Outline entries for pictures
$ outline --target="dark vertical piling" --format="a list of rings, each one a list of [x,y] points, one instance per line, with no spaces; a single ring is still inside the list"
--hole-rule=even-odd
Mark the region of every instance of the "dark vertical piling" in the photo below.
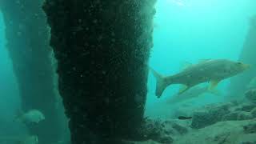
[[[230,98],[242,96],[248,84],[256,77],[256,16],[251,18],[250,28],[240,54],[239,61],[251,65],[250,70],[231,79],[229,86]]]
[[[22,110],[38,109],[46,117],[38,125],[28,126],[29,131],[38,136],[41,144],[50,144],[59,140],[61,126],[55,109],[50,31],[42,4],[38,0],[1,0],[0,9]]]
[[[73,144],[134,138],[143,118],[154,0],[46,0]]]

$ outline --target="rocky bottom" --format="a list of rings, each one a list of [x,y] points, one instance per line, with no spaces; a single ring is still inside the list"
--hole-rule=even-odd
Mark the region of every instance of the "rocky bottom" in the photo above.
[[[150,120],[142,129],[146,141],[130,144],[256,144],[254,96],[191,111],[192,119]]]

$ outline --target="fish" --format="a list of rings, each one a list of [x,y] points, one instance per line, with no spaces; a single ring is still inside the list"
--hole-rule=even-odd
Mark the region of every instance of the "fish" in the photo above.
[[[180,119],[180,120],[187,120],[187,119],[191,119],[192,117],[185,117],[185,116],[179,116],[178,117],[178,119]]]
[[[196,85],[208,82],[210,82],[209,90],[213,90],[222,80],[237,75],[250,67],[250,65],[241,62],[210,59],[193,64],[181,72],[170,76],[163,76],[153,68],[150,69],[157,80],[155,95],[159,98],[165,89],[172,84],[184,85],[178,94]]]
[[[25,114],[18,114],[14,121],[20,121],[24,123],[38,123],[45,120],[45,115],[38,110],[30,110]]]
[[[182,102],[184,101],[187,101],[194,98],[199,97],[200,95],[206,93],[212,94],[217,96],[222,95],[222,94],[218,90],[209,90],[208,86],[196,86],[181,94],[173,95],[166,100],[166,103],[174,104]]]

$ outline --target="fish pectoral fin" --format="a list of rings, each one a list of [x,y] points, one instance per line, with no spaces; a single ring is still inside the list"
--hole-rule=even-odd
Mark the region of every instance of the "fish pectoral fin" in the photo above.
[[[221,96],[222,95],[222,92],[219,90],[217,90],[217,89],[214,89],[214,90],[208,90],[209,93],[214,94],[214,95],[216,95],[216,96]]]
[[[178,94],[182,94],[182,93],[184,93],[185,91],[186,91],[187,90],[189,90],[190,87],[187,86],[186,85],[183,85],[182,86],[181,86],[181,88],[178,90]]]
[[[208,87],[208,90],[214,91],[214,88],[217,87],[219,82],[220,80],[211,80],[210,86]]]

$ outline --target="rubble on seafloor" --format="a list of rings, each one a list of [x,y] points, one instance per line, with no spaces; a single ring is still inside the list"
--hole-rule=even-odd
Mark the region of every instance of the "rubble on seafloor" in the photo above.
[[[247,91],[242,101],[205,106],[191,120],[146,121],[146,141],[130,144],[256,144],[256,93]]]

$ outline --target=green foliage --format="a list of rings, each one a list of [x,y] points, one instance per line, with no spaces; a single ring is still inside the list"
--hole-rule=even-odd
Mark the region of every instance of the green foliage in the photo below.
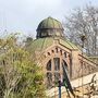
[[[44,74],[16,37],[0,40],[0,98],[44,98]]]

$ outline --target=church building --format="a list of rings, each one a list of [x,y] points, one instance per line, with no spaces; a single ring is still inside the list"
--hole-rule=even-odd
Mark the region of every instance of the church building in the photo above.
[[[98,63],[83,53],[81,47],[66,39],[64,28],[58,20],[50,16],[42,20],[37,27],[36,39],[26,47],[42,68],[49,98],[59,98],[56,83],[64,77],[62,65],[65,66],[73,89],[79,90],[77,95],[89,93],[90,87],[88,91],[86,87],[94,73],[98,72]],[[86,94],[78,98],[91,98]],[[62,87],[62,98],[69,98],[66,96],[65,88]]]

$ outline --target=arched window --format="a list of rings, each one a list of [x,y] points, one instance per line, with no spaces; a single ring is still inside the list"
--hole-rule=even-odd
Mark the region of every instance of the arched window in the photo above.
[[[54,82],[58,83],[60,78],[60,73],[54,72]]]
[[[65,72],[69,76],[69,69],[68,69],[68,64],[64,60],[60,61],[60,58],[52,58],[48,61],[47,63],[47,87],[51,88],[52,86],[57,86],[57,83],[59,82],[59,79],[63,79],[62,77],[64,76],[64,70],[62,68],[62,65],[64,65],[65,68]],[[62,62],[62,63],[60,63]],[[60,65],[61,64],[61,65]],[[62,68],[62,69],[60,69]]]
[[[68,74],[68,76],[69,76],[69,68],[68,68],[68,64],[66,64],[66,62],[64,61],[64,60],[62,60],[62,65],[65,68],[65,69],[63,69],[63,75],[64,75],[64,70],[65,70],[65,72],[66,72],[66,74]]]
[[[53,58],[54,62],[54,70],[59,71],[60,70],[60,58]]]
[[[47,63],[47,71],[51,71],[51,60]]]

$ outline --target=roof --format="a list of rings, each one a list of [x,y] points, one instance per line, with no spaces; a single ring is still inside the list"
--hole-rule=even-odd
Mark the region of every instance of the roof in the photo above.
[[[52,17],[41,21],[37,27],[37,38],[64,37],[62,24]]]
[[[56,39],[53,37],[46,37],[46,38],[38,38],[38,39],[35,39],[28,47],[27,49],[29,51],[44,51],[46,50],[48,47],[52,46],[53,45],[53,41]],[[59,44],[65,48],[69,48],[71,50],[73,49],[78,49],[77,46],[75,46],[74,44],[70,42],[69,40],[66,39],[62,39],[62,38],[59,38]]]
[[[38,27],[37,27],[37,30],[38,29],[44,29],[44,28],[60,28],[60,29],[63,29],[62,27],[62,24],[57,21],[56,19],[52,19],[51,16],[42,20]]]

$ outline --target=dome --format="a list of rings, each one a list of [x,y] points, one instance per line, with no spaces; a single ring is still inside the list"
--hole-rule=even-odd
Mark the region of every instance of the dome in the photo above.
[[[37,27],[37,38],[44,37],[63,37],[62,24],[56,19],[48,17],[41,21]]]

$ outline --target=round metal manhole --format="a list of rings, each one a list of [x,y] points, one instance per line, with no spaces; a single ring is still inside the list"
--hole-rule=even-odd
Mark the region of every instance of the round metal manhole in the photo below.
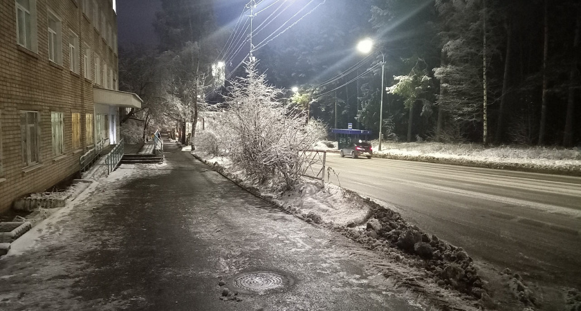
[[[264,293],[269,290],[282,290],[293,285],[293,279],[277,272],[247,272],[234,277],[231,284],[245,292]]]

> THE REQUEST: Please rewrite all of the lines above, changing every "photo" to "image" and keeping everything else the same. Leave out the pictures.

> ANSWER TO THE PROBLEM:
$ outline --target="dark vertical piling" --format="a list of rings, each one a list of [x,y] points, one instance per line, with no spaces; a single ring is still inside the list"
--hole-rule=even-odd
Mark the region of every instance of the "dark vertical piling" in the image below.
[[[230,98],[242,96],[248,84],[256,77],[256,16],[251,18],[250,28],[240,54],[239,61],[251,65],[250,70],[231,79],[229,86]]]
[[[22,110],[38,109],[46,117],[38,125],[28,126],[29,131],[38,136],[41,144],[50,144],[59,140],[61,126],[55,109],[50,31],[42,4],[38,0],[1,0],[0,9]]]
[[[73,144],[134,138],[143,118],[154,0],[46,0]]]

$ outline --target="rocky bottom" --format="a list of rings, each one a list of [x,y] points, one instance per line, with no spaces; a single ring is still inside the list"
--hole-rule=even-odd
Mark the region of every instance of the "rocky bottom" in the image above.
[[[150,120],[142,129],[146,141],[130,144],[256,144],[254,96],[191,111],[192,119]]]

$ outline --target="fish" --format="a list of rings, each one a list of [x,y] points, one instance per line, with no spaces; a single ring is still inside the list"
--hole-rule=even-odd
Mark the region of every instance of the "fish" in the image above.
[[[180,119],[180,120],[187,120],[187,119],[191,119],[192,117],[185,117],[185,116],[179,116],[178,117],[178,119]]]
[[[196,85],[208,82],[210,82],[209,90],[213,90],[222,80],[237,75],[250,67],[250,65],[241,62],[210,59],[193,64],[181,72],[170,76],[163,76],[153,68],[150,69],[157,80],[155,95],[159,98],[165,89],[172,84],[184,85],[178,94]]]
[[[25,114],[18,114],[14,121],[20,121],[24,123],[38,123],[45,120],[45,115],[38,110],[30,110]]]
[[[182,102],[184,101],[187,101],[194,98],[199,97],[200,95],[206,93],[212,94],[217,96],[222,95],[222,94],[218,90],[209,90],[208,86],[196,86],[181,94],[173,95],[166,100],[166,103],[174,104]]]

$ outline --target="fish pectoral fin" --format="a list of rings, each one a list of [x,y] points, one instance per line, with no spaces; a single ring is still inside the list"
--hole-rule=even-odd
Mark the region of every instance of the "fish pectoral fin" in the image above.
[[[221,96],[222,95],[222,92],[219,90],[217,90],[217,89],[214,89],[214,90],[208,90],[209,93],[214,94],[214,95],[216,95],[216,96]]]
[[[178,94],[182,94],[182,93],[184,93],[185,91],[186,91],[187,90],[189,90],[190,87],[187,86],[186,85],[183,85],[182,86],[181,86],[181,88],[178,90]]]
[[[208,87],[208,90],[214,91],[214,88],[217,87],[219,82],[220,80],[211,80],[210,86]]]

$ outline --target="rubble on seafloor" --format="a list of rings, each one a list of [x,y] points, one instance per line, with no spaces; a single ring is still inside the list"
--hole-rule=even-odd
Mark the region of every instance of the "rubble on seafloor" in the image above.
[[[247,91],[242,101],[205,106],[191,120],[146,121],[146,141],[130,144],[256,144],[256,93]]]

$ outline --target=green foliage --format="a list of rings, each one a list of [x,y] points, one instance per line, with no spaces; a single ring is still inside the list"
--hole-rule=even-odd
Mark the region of every instance of the green foliage in the image below.
[[[44,74],[16,37],[0,40],[0,98],[44,98]]]

$ outline --target=church building --format="a list of rings, each one a list of [x,y] points, one instance per line, with no spaces; a single ring is still inside the list"
--hole-rule=even-odd
Mark the region of every instance of the church building in the image above.
[[[98,63],[83,53],[81,47],[66,39],[64,28],[58,20],[50,16],[42,20],[37,27],[36,39],[26,47],[42,68],[49,98],[59,98],[56,83],[64,77],[62,65],[65,66],[73,89],[79,90],[77,95],[89,93],[90,87],[88,91],[86,87],[94,73],[98,72]],[[86,94],[78,98],[91,98]],[[62,87],[62,98],[69,98],[66,96],[65,88]]]

$ outline --target=arched window --format="a list of rings, each one a list of [x,y] points, one instance per line, with no spaces; a single ring is still inside the list"
--hole-rule=even-odd
Mark the region of every instance of the arched window in the image above.
[[[54,82],[58,83],[60,78],[60,73],[54,72]]]
[[[65,72],[69,76],[69,69],[68,69],[68,64],[64,60],[60,61],[60,58],[52,58],[48,61],[47,63],[47,87],[51,88],[52,86],[57,86],[57,83],[59,82],[59,79],[63,79],[62,77],[64,76],[64,70],[62,68],[62,65],[64,65],[65,68]],[[62,62],[62,63],[60,63]],[[60,65],[61,64],[61,65]],[[62,68],[62,69],[60,69]]]
[[[68,74],[68,76],[69,76],[69,68],[68,68],[68,64],[66,64],[66,62],[64,61],[64,60],[62,60],[62,65],[65,68],[65,69],[63,69],[63,75],[64,75],[64,70],[65,70],[65,72],[66,72],[66,74]]]
[[[53,58],[54,62],[54,70],[59,71],[60,70],[60,58]]]
[[[47,63],[47,71],[51,71],[51,60]]]

$ outline --target=roof --format="a list of rings, each one a list of [x,y] points, one instance per line, with no spaces; a single ring is still inside the list"
--hole-rule=even-odd
Mark the region of every instance of the roof in the image above.
[[[52,17],[41,21],[37,27],[37,38],[64,37],[62,24]]]
[[[56,39],[53,37],[46,37],[46,38],[38,38],[38,39],[35,39],[28,47],[27,49],[29,51],[44,51],[46,50],[48,47],[52,46],[53,45],[53,41]],[[59,44],[65,48],[69,48],[71,50],[73,49],[78,49],[77,46],[75,46],[74,44],[70,42],[69,40],[66,39],[62,39],[62,38],[59,38]]]
[[[38,27],[37,27],[37,30],[38,29],[44,29],[44,28],[60,28],[60,29],[63,29],[62,27],[62,24],[57,21],[56,19],[52,19],[51,16],[42,20]]]

$ outline --target=dome --format="a list of rings, each one a list of [x,y] points, one instance per line, with no spaces; a single ring is still inside the list"
--hole-rule=even-odd
Mark the region of every instance of the dome in the image above.
[[[37,27],[37,38],[44,37],[63,37],[62,24],[56,19],[48,17],[41,21]]]

$ outline --target=round metal manhole --format="a list of rings, each one a list of [x,y] points, one instance per line, with no spaces; a single ring is still inside the list"
--hole-rule=even-odd
Mark the region of every instance of the round metal manhole in the image below.
[[[264,293],[269,290],[282,290],[293,285],[293,279],[277,272],[247,272],[234,277],[231,284],[245,292]]]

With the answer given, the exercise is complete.